(WHAT THIS EXERCISE ASKS)
#1 Quote the passage on quality checks for AI-generated content word for word, from "If you generate" up to and including "less manual effort.".
#2 Extend the passage on quality checks for AI-generated content, picking up after its last sentence.
══ TEXT UNDER STUDY
I wrapped all three into a single /check-content skill. Run it against a file and you get a unified report with a severity: PASS, WARN-MINOR (probably fine to publish), WARN-MAJOR (needs attention), or FAIL (regenerate it).

Claude Code running the /check-content quality gate skill

The Feedback Loop

The real value isn't in any single check. It's in the loop.

Generate content. Run the checks. Fix the issues. Regenerate if needed. The --pass2-only flag from the generation script means I can regenerate just the prose while keeping the structured data (ratings, festivals) intact. So when the tone check flags a file, I don't have to start from scratch. Just rerun the writing pass.

This cycle — generate, check, fix, regenerate — is essentially what a human editor does, but faster and more consistent across hundreds of files. It doesn't replace human judgement. I still review the English files myself. And iterating on those, seeing the checks catch real problems and the rewrites actually fix them, built my confidence that the same process was working for the languages I can't read. It means I'm reviewing a handful of flagged files instead of the full set. That's a much better use of my time.

Lessons

A few things I took away from this:

If you generate content with AI, you need AI-assisted QA too. The generator and the reviewer are doing fundamentally different jobs. The generator is creative and expansive. The reviewer is critical and precise. Splitting these roles — rather than hoping the generator gets everything right first time — produces better outcomes with less manual effort.
════
══ DATA TO EXAMINE
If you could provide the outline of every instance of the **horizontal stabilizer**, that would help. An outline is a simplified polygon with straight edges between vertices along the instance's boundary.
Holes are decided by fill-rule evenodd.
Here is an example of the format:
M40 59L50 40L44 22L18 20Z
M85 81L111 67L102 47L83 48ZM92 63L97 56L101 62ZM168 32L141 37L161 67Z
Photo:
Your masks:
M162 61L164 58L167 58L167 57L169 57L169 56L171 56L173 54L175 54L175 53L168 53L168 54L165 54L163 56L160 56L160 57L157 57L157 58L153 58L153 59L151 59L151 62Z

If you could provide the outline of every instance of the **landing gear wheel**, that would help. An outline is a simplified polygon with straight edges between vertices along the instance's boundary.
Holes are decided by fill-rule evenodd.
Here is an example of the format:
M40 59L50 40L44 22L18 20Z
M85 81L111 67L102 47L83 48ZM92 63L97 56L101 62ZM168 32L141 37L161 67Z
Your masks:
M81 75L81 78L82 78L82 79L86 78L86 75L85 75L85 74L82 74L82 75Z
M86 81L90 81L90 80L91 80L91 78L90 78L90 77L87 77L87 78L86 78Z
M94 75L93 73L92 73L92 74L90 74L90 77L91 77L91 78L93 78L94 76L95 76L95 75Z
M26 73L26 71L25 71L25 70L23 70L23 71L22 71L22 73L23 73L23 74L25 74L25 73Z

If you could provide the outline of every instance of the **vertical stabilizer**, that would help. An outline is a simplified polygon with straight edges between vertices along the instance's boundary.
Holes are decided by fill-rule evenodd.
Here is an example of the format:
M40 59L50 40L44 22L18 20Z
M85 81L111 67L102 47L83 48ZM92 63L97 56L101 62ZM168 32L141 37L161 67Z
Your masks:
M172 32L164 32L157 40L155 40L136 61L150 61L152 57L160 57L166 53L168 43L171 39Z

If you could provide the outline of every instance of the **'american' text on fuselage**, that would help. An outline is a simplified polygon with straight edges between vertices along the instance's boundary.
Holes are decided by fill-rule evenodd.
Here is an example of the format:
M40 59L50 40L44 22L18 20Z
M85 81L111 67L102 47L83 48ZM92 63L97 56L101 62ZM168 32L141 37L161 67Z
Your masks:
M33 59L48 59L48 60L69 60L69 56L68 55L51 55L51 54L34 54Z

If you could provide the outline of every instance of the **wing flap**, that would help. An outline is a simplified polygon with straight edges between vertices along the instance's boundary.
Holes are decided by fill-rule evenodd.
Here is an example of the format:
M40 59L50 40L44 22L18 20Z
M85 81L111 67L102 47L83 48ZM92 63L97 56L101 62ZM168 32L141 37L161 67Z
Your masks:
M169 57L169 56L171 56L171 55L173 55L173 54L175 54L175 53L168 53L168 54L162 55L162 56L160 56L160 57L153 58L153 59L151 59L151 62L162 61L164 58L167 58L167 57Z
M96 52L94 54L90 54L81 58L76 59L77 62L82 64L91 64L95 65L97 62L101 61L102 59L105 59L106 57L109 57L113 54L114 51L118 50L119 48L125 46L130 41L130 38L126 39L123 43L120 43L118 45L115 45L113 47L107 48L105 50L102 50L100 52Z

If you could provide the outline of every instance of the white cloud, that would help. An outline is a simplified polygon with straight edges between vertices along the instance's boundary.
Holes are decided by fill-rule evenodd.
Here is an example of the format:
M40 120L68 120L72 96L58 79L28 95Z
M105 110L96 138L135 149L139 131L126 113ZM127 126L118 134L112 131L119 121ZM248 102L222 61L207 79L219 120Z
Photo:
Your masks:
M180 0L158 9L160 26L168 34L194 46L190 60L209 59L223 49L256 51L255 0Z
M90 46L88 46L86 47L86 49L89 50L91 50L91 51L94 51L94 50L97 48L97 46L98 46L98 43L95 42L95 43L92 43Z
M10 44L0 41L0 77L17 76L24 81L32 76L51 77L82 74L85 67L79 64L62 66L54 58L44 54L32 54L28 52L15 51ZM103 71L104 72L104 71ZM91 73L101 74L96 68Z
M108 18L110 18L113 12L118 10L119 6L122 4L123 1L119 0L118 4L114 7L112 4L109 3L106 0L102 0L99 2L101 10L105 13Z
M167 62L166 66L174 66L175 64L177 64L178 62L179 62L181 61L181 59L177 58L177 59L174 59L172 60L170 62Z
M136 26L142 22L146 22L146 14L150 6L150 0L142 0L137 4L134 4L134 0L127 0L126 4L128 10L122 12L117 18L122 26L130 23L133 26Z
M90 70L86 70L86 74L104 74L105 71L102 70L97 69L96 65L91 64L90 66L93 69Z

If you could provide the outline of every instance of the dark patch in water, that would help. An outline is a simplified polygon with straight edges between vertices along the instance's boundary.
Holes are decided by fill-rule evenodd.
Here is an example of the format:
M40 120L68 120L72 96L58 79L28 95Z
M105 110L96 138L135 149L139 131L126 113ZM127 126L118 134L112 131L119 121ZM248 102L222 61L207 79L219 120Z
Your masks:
════
(REPLIES)
#1
If you generate content with AI, you need AI-assisted QA too. The generator and the reviewer are doing fundamentally different jobs. The generator is creative and expansive. The reviewer is critical and precise. Splitting these roles — rather than hoping the generator gets everything right first time — produces better outcomes with less manual effort.

#2
Define your quality criteria before you build the checks. I was lucky that the locale guidance (register, tone, avoid words) already existed in my config files because I needed it for the generation prompts. Having clear, machine-readable rules made the quality checks much easier to build. If I'd tried to build the checks first without defining what "good" looks like, I'd still be going in circles.

This applies beyond content. Any time you're using AI to produce output at scale — code, data, reports, whatever — think about what your quality gate looks like. How will you know if the output is wrong? If the answer is "someone will notice eventually", you probably need a check.

I was also a little surprised at how much this changed my confidence in the generated content. Before the checks I was nervous about publishing. After, I felt much more comfortable. Not because the checks are perfect — they're not — but because I know the obvious problems have been caught. That psychological shift matters when you're deciding whether to hit publish.

More to do

I have a nice automated process for creating content now. I am happy with the result and I have good feedback (human and AI) concerning the tone of voice and overall low level of AI sloppiness. The quality is high, but noticeably less so for the Korean translations. Probably because AI models have much more reference data in English and related languages. The prompts are working well but because of the order I approached this, there are some assumptions baked in around the kind of rules that exist in certain languages. I went English to Germanic and Romance languages to Thai, roughly in that order, and the assumptions I started with are starting to show as I move into less familiar language structures. I will need to step back and fold some of my learnings in before I attempt the next set of languages on my target list: Simplified Chinese, Traditional Chinese, and Cantonese.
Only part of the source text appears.